◆ PROBLEM SET:
**a)** Using the passage on the Oldsmobile Toronado limousine, answer each of these on its own line, marked the same way:
(i) What was the 707 in the name a nod to?
(ii) How long was the wheelbase?
(iii) In which 1978 film does a gray convertible version appear?
**b)** Please carry on the passage about the Oldsmobile Toronado limousine, picking up after its last sentence.

** EXCERPTED PASSAGE follows **

During the late 1960s (1968–1970), the only Oldsmobile professionally made into a limousine was the Toronado, known as the American Quality Coach (AQC) Jetway 707, with the 707 moniker a nod to the Boeing 707. The 707 rode on six wheels, and was 28 ft long with a 185-inch wheelbase. To capitalize on the aircraft theme, the passengers each sat on individual bucket seats. Between 52 and 150 were believed to have been built. A black one can be seen in a traffic scene in the 1976 film All the President’s Men, a white one can be seen parked in the 1977 film Billy Jack Goes To Washington, and a gray convertible version can be seen in the 1978 film Sgt. Pepper's Lonely Hearts Club Band as one of the main vehicles.

** End of EXCERPTED PASSAGE **
** INFORMATION follows **

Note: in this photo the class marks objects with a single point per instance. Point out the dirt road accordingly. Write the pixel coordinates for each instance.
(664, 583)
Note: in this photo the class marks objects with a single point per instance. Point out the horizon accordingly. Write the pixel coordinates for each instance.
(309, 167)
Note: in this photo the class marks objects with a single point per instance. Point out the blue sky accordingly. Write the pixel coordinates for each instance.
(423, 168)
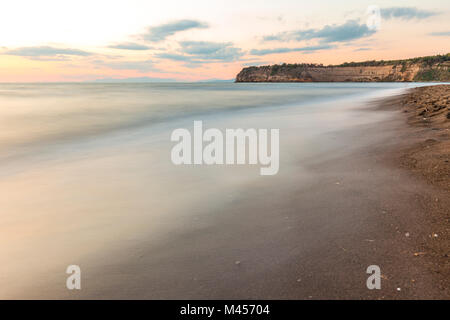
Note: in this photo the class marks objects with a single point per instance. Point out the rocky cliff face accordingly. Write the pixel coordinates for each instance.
(316, 73)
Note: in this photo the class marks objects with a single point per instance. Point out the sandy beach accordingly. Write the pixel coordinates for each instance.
(347, 196)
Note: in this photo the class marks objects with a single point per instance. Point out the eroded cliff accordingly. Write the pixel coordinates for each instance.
(436, 68)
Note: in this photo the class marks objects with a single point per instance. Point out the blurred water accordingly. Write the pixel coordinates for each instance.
(85, 169)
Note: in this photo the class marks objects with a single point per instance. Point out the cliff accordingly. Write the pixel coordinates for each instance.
(434, 68)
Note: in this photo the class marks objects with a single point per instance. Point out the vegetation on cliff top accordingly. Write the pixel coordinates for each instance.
(426, 61)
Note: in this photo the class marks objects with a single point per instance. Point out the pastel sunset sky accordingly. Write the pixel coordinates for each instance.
(51, 40)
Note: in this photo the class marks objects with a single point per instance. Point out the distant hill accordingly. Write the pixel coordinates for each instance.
(431, 68)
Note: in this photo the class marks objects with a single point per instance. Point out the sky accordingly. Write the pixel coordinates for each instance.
(197, 40)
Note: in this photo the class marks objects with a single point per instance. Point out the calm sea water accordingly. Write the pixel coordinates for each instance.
(86, 176)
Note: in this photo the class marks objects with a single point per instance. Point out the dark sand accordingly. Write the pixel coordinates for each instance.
(366, 205)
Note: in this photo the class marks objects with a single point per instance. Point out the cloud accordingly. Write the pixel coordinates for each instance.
(161, 32)
(173, 56)
(141, 66)
(406, 13)
(440, 34)
(309, 49)
(46, 53)
(129, 46)
(197, 52)
(350, 30)
(205, 50)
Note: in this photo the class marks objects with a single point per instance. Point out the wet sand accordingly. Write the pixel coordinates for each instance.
(308, 233)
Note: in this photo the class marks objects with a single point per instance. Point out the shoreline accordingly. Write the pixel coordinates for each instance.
(423, 150)
(308, 233)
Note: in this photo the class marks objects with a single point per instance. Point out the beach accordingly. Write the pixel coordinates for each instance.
(97, 189)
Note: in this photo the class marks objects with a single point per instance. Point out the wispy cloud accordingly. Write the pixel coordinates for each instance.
(440, 34)
(141, 66)
(161, 32)
(350, 30)
(309, 49)
(46, 53)
(129, 46)
(406, 13)
(203, 52)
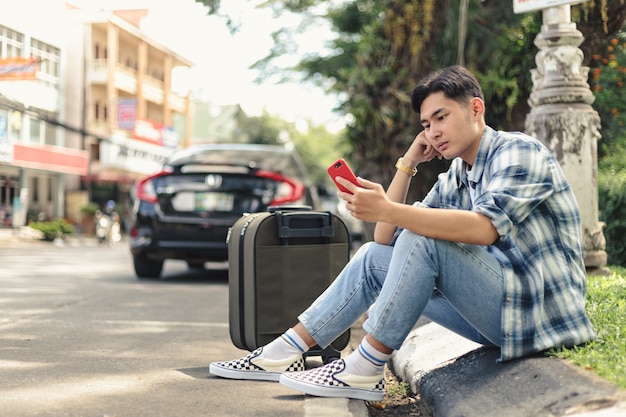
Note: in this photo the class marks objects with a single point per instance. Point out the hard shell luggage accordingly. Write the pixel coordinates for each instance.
(279, 262)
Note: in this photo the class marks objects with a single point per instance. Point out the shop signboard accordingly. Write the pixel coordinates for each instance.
(523, 6)
(18, 69)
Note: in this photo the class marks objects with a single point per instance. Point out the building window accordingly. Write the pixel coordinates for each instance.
(35, 190)
(49, 61)
(35, 131)
(50, 134)
(50, 189)
(11, 42)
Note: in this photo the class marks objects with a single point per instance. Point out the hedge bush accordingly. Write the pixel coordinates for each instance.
(612, 203)
(53, 229)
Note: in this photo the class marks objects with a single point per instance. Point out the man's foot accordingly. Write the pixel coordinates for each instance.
(325, 382)
(252, 366)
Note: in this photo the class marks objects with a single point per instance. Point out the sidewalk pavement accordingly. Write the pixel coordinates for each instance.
(457, 378)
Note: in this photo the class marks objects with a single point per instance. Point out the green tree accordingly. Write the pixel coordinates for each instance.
(382, 47)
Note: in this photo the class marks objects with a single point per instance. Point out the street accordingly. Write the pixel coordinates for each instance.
(81, 336)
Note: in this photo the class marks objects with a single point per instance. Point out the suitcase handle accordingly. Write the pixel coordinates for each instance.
(295, 207)
(305, 224)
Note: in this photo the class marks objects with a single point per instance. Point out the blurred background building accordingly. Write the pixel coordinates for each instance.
(87, 106)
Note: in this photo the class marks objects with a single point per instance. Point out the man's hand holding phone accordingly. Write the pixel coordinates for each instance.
(340, 168)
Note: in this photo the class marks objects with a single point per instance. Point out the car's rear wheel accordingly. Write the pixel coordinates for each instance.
(195, 266)
(146, 268)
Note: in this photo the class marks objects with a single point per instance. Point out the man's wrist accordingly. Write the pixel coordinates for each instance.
(406, 168)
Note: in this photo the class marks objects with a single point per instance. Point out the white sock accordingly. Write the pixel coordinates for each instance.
(284, 346)
(366, 361)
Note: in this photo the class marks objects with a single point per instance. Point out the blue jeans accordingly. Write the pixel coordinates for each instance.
(456, 285)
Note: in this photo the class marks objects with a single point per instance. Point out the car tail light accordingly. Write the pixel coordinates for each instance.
(289, 190)
(145, 187)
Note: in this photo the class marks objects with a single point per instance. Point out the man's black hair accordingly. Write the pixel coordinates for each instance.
(456, 82)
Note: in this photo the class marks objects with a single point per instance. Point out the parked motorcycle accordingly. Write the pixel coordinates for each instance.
(108, 228)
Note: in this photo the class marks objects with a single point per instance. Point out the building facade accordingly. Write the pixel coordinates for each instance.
(37, 159)
(129, 115)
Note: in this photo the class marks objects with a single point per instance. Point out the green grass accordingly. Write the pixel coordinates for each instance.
(606, 307)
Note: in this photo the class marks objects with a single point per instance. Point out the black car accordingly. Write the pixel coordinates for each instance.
(184, 212)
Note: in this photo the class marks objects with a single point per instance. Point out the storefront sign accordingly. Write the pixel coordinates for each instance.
(126, 113)
(523, 6)
(132, 156)
(18, 68)
(51, 158)
(155, 133)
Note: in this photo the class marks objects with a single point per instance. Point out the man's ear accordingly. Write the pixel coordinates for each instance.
(478, 107)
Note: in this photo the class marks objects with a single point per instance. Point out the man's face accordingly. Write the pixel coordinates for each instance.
(454, 129)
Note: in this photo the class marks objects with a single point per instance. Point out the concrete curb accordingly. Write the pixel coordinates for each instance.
(458, 378)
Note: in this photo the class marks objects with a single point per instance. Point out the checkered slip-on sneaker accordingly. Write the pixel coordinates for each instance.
(326, 382)
(252, 366)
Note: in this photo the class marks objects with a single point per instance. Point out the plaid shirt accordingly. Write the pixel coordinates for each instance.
(520, 186)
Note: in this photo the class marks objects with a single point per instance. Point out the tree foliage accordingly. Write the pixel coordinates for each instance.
(382, 48)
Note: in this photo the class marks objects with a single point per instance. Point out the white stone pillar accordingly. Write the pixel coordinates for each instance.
(562, 118)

** End of INFORMATION **

◆ YOUR WRITTEN ANSWERS:
**a)**
(i) The Boeing 707
(ii) 185 inches
(iii) Sgt. Pepper's Lonely Hearts Club Band

**b)**
===67 X===
The 67 X (also Toronado 67X, Esso 67X) is a Canadian-built automobile, based on the Toronado, that was designed and manufactured by automobile customizer George Barris for Canada's Expo 67, where they were raffled off in a contest sponsored by Esso. Only four of these vehicles were ever made, and they included swiveling seats, a sofa, and even a refrigeration unit. Commercials for the car were aired in the Stanley Cup Playoffs final game between the Montreal Canadiens and Toronto Maple Leafs. In April 2009, a 67 X came up for auction on eBay.